WORK ORDER: Print every record word for word.

EXERCISE INPUT:
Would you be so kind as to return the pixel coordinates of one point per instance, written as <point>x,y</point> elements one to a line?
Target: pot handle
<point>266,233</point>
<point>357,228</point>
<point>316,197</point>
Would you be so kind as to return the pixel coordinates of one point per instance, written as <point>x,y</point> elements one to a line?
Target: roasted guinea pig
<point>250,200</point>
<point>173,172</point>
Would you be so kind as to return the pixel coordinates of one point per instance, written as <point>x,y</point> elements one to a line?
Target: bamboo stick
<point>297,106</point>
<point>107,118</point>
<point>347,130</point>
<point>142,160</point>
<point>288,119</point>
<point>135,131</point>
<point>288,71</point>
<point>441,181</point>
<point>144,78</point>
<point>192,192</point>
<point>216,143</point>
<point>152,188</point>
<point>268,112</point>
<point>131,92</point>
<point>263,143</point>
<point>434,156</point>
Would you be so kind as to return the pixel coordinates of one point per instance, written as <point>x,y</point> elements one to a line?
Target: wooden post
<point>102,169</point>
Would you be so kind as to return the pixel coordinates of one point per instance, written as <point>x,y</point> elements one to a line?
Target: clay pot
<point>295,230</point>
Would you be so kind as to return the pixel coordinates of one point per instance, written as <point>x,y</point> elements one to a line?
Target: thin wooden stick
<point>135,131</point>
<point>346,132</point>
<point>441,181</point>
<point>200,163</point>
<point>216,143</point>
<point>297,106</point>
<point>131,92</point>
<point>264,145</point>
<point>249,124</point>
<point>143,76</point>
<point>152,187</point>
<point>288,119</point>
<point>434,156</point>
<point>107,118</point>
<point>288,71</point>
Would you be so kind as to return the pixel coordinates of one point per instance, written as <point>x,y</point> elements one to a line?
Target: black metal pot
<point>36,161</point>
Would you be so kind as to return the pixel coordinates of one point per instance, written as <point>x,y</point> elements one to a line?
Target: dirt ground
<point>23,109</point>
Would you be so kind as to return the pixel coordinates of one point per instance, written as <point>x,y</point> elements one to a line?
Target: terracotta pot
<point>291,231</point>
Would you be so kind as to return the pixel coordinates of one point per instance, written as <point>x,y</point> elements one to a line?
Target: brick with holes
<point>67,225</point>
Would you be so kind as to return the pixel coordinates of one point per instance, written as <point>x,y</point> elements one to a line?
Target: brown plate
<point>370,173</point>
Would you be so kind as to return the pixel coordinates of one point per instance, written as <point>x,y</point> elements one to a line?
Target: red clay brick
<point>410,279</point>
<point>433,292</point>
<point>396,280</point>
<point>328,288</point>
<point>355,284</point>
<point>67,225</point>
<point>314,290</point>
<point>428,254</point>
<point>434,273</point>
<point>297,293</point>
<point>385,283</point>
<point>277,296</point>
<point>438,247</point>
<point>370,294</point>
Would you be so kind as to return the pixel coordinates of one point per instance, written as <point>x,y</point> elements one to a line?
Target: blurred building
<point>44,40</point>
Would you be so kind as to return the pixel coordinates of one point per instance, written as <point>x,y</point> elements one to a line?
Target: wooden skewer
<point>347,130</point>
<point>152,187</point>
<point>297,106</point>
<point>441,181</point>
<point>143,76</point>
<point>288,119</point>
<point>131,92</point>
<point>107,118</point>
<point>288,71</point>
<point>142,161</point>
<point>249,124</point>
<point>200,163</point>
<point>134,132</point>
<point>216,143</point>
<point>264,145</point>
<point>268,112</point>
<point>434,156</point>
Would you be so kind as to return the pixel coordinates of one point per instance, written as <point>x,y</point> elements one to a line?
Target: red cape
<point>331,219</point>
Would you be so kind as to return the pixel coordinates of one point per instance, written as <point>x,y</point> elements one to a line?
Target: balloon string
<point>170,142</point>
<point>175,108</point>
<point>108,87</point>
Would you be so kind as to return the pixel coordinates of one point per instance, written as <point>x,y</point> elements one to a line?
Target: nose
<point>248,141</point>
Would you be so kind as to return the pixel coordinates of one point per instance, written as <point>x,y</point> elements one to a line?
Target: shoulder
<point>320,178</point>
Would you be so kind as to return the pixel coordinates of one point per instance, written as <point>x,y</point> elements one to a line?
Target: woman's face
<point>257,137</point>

RESULT BELOW:
Would you be so kind as to return the pixel coordinates of one point per instance, written as <point>x,y</point> elements one to a line?
Target: pot handle
<point>266,233</point>
<point>357,228</point>
<point>316,197</point>
Would you be so kind as to return the pixel coordinates of one point per instance, written as <point>x,y</point> elements one to a line?
Target: roasted guinea pig
<point>250,200</point>
<point>173,172</point>
Would you be so kind as to return the pixel coordinates of one point per instance, written as <point>x,y</point> elements one to a line?
Target: bamboo stick
<point>297,106</point>
<point>107,118</point>
<point>347,130</point>
<point>142,160</point>
<point>288,119</point>
<point>135,131</point>
<point>288,71</point>
<point>441,181</point>
<point>144,78</point>
<point>192,192</point>
<point>216,143</point>
<point>152,188</point>
<point>268,112</point>
<point>131,92</point>
<point>263,143</point>
<point>434,156</point>
Would you be so kind as to return the pixel coordinates of one point per instance, written as <point>x,y</point> elements one to a line?
Target: wooden post
<point>102,169</point>
Would you be so kind as to return the pixel coordinates of one point per instance, written as <point>x,y</point> elements one to a line?
Target: clay pot
<point>295,230</point>
Would you be so kind as to return the pixel coordinates of one point per instance, written as <point>x,y</point> elements one to a line?
Target: thin wooden stick
<point>135,131</point>
<point>346,132</point>
<point>441,181</point>
<point>200,163</point>
<point>216,143</point>
<point>297,106</point>
<point>131,92</point>
<point>264,145</point>
<point>249,124</point>
<point>143,76</point>
<point>152,187</point>
<point>288,119</point>
<point>434,156</point>
<point>107,118</point>
<point>288,71</point>
Would you be so kind as to return the pixel coordinates of one point per instance, written as <point>x,y</point> elements one to a line?
Target: black metal pot
<point>36,161</point>
Would you be so kind as to return the pixel coordinates of one point per instance, written as <point>x,y</point> elements one to a line?
Target: dirt ground
<point>23,109</point>
Would you be so kind as to return the pixel coordinates of one point per instance, written as <point>x,y</point> elements one to a line?
Target: terracotta pot
<point>291,231</point>
Would you be so kind as to return the pixel coordinates of one point per instance, written as <point>x,y</point> elements one to a line?
Target: brick with holes
<point>67,225</point>
Would you be so kind as to return the pixel coordinates of one point per instance, written as <point>x,y</point> elements one to a line?
Target: brown plate
<point>370,173</point>
Would you be so kind as to return the pixel coordinates of one point per instance, written as <point>x,y</point> elements one to a line?
Target: red clay brick
<point>410,279</point>
<point>433,292</point>
<point>396,280</point>
<point>328,288</point>
<point>355,284</point>
<point>67,225</point>
<point>314,290</point>
<point>428,254</point>
<point>434,273</point>
<point>297,293</point>
<point>385,283</point>
<point>277,296</point>
<point>438,247</point>
<point>370,294</point>
Would you be so kind as to return the pixel coordinates of one point per instance, written as <point>x,y</point> elements one to a line?
Target: blurred building
<point>44,40</point>
Would you be so kind as to return the pixel coordinates of one point per instance, written as <point>x,y</point> elements one to a line?
Target: wooden skewer
<point>347,130</point>
<point>152,187</point>
<point>297,106</point>
<point>441,181</point>
<point>143,76</point>
<point>288,119</point>
<point>131,92</point>
<point>107,118</point>
<point>288,71</point>
<point>142,161</point>
<point>249,124</point>
<point>200,163</point>
<point>134,132</point>
<point>216,143</point>
<point>264,145</point>
<point>268,112</point>
<point>434,156</point>
Would you be so kind as to return the pixel coordinates of one point per instance, written as <point>x,y</point> elements one to a line?
Target: red cape
<point>331,219</point>
Would you be so kind as to return the pixel coordinates of one point per instance, written as <point>x,y</point> elements one to a line?
Target: balloon string
<point>170,142</point>
<point>175,108</point>
<point>108,87</point>
Would you be so kind as to return the pixel coordinates of one point per instance, written as <point>x,y</point> elements one to a line?
Target: nose
<point>248,141</point>
Would you be so kind as to return the pixel coordinates of one point per instance, written as <point>x,y</point> elements one to a line?
Target: shoulder
<point>320,178</point>
Would you be so kind as to return the pixel coordinates of one point per instance, written as <point>x,y</point> elements one to a line?
Target: woman's face
<point>257,137</point>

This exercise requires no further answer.